↓↓↓

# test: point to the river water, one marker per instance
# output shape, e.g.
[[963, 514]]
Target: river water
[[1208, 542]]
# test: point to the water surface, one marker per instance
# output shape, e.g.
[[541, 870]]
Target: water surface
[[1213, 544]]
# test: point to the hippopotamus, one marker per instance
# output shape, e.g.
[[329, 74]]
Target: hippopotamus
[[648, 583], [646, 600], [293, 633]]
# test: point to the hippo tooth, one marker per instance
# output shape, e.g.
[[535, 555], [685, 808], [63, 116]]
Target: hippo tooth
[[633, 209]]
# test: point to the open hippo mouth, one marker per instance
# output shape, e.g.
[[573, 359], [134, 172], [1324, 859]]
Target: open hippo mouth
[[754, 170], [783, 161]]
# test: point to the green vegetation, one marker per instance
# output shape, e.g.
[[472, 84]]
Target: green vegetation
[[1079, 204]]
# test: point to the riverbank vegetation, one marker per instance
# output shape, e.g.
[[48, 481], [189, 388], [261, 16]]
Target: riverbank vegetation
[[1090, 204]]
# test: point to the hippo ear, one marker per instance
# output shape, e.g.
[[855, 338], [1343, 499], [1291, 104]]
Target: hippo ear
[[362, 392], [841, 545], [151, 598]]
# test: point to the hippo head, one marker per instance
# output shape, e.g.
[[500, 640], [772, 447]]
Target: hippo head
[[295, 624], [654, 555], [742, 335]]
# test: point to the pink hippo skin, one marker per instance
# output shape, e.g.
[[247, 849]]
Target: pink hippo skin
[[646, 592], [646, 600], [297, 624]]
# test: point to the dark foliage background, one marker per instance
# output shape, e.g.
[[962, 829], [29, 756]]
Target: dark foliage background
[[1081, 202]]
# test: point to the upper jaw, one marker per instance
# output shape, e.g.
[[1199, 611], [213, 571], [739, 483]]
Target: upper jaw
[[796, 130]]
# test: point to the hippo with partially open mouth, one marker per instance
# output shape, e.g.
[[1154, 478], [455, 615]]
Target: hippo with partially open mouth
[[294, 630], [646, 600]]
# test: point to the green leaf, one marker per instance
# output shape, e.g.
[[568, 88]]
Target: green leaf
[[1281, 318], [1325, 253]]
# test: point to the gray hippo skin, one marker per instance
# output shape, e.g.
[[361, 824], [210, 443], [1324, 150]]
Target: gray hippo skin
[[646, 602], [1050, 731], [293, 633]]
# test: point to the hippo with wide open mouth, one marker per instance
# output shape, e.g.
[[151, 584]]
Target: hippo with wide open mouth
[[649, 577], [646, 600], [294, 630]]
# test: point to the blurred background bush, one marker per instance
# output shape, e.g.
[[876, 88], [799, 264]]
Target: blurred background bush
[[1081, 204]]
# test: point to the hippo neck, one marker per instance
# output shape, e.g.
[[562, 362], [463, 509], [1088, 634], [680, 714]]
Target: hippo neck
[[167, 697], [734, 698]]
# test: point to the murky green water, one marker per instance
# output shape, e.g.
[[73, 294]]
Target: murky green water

↑↑↑

* _Problem details_
Rescale the material that starts with the line containing "# test: point to the gray" and goes on through the line containing "[[1081, 204]]", both included. Write out only those lines again, requests included, with every point coordinate in the answers multiplied by 1.6 and rounded to a whole number, halves up, and leave the requests and their format samples unchanged.

* _Completed exercise_
# test: point to the gray hippo skin, one marker per instance
# output shape, e.g.
[[361, 824], [210, 443], [1324, 150]]
Target: gray hippo skin
[[1034, 963], [1680, 1170], [469, 1013]]
# test: point to the hippo with wide open mouth, one marker per instance
# output shape, e.g.
[[151, 584]]
Target: hippo with wide open mouth
[[1038, 923], [1034, 960], [470, 1008]]
# test: point to the blurred background bush, one marker per instance
# output shape, e.g.
[[876, 88], [799, 264]]
Target: blurred background bush
[[1730, 326]]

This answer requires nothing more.